Task details
List every line of the data below that contains the string "post", matching case exactly.
################
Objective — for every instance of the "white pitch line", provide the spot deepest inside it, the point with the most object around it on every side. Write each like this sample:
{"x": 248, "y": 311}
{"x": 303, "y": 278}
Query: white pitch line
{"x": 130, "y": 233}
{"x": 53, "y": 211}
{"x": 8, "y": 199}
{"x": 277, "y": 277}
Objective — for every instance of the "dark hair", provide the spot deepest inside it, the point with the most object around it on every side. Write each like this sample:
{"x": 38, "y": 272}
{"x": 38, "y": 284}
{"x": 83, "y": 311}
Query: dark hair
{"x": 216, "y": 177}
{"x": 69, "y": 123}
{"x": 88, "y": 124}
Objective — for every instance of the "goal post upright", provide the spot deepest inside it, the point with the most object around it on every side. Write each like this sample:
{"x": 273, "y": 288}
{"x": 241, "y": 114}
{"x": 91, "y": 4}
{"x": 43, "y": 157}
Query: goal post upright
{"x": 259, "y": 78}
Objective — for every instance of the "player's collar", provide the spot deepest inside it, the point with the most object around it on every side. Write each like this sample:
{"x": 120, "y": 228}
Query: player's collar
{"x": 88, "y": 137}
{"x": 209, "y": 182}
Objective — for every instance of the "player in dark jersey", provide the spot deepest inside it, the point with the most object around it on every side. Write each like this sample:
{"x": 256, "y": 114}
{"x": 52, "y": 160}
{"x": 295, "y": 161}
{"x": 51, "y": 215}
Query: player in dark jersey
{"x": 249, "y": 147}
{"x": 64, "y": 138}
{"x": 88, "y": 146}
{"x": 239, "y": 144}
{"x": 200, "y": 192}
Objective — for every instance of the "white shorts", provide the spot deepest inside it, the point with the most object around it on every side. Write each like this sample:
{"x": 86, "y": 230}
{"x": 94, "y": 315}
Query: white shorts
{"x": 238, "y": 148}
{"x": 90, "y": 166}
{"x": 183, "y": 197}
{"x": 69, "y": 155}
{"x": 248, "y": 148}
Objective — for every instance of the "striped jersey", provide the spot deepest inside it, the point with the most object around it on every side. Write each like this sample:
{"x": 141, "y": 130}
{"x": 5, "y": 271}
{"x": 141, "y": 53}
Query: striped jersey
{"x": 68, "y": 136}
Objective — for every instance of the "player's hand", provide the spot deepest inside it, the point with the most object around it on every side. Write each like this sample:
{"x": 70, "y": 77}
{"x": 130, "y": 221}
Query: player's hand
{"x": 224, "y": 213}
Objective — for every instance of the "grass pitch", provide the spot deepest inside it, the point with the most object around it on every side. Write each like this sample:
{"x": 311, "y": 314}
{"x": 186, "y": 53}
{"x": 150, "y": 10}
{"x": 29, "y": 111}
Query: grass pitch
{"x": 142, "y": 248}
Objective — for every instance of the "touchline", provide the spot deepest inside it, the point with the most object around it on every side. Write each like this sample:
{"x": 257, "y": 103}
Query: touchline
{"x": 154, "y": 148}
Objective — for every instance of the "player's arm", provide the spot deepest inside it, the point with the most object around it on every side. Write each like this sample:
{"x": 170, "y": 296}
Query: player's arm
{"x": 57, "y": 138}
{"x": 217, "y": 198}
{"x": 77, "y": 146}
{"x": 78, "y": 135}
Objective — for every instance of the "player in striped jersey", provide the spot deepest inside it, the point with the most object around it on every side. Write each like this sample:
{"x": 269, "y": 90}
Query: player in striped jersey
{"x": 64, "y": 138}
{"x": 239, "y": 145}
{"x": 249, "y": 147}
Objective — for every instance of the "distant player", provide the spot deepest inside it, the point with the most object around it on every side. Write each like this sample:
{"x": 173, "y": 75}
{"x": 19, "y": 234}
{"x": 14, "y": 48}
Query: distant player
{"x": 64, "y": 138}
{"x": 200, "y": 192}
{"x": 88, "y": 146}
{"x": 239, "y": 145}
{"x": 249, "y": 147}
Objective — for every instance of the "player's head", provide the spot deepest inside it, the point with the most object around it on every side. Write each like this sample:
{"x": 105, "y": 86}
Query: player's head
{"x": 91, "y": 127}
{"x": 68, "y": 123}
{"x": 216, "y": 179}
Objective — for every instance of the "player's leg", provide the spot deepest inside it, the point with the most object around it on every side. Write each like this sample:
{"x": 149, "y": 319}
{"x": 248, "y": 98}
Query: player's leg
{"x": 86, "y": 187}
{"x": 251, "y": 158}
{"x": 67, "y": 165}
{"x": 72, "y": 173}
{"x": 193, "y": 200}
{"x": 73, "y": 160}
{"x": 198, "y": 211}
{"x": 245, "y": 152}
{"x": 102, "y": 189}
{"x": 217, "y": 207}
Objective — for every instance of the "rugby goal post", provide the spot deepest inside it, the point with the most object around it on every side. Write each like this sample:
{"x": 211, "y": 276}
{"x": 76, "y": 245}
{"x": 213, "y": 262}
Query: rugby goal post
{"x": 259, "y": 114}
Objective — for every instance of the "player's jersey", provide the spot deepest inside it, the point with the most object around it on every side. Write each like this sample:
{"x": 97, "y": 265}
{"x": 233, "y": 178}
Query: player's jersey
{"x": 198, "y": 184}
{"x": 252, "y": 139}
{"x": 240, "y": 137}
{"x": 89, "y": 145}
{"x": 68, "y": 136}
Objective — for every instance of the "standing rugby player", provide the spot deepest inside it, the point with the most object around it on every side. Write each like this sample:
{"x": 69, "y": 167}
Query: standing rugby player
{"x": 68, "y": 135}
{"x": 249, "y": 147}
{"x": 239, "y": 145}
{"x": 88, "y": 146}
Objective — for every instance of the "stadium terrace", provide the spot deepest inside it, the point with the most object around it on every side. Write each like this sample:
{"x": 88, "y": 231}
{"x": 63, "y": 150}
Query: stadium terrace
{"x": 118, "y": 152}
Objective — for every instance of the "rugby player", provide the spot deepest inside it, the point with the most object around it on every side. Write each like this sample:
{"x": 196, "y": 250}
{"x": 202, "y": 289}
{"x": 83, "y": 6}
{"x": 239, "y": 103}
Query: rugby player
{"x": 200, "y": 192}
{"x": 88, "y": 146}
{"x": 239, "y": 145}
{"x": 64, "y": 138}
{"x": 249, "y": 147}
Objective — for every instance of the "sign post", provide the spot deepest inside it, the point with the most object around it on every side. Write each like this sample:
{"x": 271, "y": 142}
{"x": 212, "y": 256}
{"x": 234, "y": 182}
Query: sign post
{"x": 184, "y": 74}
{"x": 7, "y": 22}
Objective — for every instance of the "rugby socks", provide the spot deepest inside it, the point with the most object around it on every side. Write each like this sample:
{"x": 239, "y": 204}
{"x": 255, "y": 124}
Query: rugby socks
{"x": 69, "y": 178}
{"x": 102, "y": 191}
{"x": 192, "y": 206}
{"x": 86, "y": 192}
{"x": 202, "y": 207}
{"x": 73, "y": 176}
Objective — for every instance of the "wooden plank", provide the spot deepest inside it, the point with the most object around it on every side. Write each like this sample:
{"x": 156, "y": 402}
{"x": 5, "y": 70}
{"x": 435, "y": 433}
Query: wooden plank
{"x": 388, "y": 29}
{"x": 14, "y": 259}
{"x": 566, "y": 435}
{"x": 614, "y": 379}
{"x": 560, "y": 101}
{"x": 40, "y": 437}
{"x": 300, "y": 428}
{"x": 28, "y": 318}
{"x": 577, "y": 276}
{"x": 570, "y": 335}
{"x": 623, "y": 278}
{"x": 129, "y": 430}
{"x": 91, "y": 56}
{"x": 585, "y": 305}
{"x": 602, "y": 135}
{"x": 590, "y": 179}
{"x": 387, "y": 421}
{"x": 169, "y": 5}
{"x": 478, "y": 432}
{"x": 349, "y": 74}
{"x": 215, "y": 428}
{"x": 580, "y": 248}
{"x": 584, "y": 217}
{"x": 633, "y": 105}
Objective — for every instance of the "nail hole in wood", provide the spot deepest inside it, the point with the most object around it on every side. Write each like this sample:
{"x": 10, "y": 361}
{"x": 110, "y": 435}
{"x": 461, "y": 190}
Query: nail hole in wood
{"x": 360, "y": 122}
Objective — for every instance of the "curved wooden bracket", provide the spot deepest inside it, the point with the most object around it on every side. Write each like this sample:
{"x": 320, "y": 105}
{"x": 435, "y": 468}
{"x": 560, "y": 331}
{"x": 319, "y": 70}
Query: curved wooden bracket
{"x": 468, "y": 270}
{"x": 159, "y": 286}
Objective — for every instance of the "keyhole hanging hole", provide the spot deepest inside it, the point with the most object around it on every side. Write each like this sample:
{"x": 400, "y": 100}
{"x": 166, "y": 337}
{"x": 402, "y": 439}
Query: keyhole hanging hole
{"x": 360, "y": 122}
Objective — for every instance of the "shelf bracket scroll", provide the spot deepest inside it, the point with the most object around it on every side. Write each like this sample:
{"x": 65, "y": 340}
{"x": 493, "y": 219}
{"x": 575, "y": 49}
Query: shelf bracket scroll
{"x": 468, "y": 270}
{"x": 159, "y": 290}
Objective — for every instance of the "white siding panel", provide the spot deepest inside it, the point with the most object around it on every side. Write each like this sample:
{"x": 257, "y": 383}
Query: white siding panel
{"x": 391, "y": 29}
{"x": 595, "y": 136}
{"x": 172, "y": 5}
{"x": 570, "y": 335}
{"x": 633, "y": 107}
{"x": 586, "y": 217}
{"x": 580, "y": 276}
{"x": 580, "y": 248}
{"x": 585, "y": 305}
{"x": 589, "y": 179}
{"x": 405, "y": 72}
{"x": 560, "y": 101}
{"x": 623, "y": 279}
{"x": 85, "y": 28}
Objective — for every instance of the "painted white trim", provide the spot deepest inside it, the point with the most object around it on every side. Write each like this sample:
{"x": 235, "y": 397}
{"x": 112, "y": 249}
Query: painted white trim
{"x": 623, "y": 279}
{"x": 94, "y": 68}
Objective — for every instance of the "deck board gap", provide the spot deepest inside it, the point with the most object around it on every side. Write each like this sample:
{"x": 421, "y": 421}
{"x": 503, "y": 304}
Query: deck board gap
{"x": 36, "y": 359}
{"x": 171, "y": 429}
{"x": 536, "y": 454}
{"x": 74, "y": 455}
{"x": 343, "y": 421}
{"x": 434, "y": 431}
################
Final result
Objective — for every instance of the "goal post upright", provide the spot deepest inside it, the point with the most object around it on every side. Write each like this sample:
Query: goal post upright
Objective — for every instance of the "rugby goal post", provide the spot deepest inside it, the point with the most object around it on every side. Write each like this sample:
Query: rugby goal post
Objective — for every instance of the "sign post", provide the spot deepest inside it, the point with the most object around it on every side. Write each like this sample:
Query: sign post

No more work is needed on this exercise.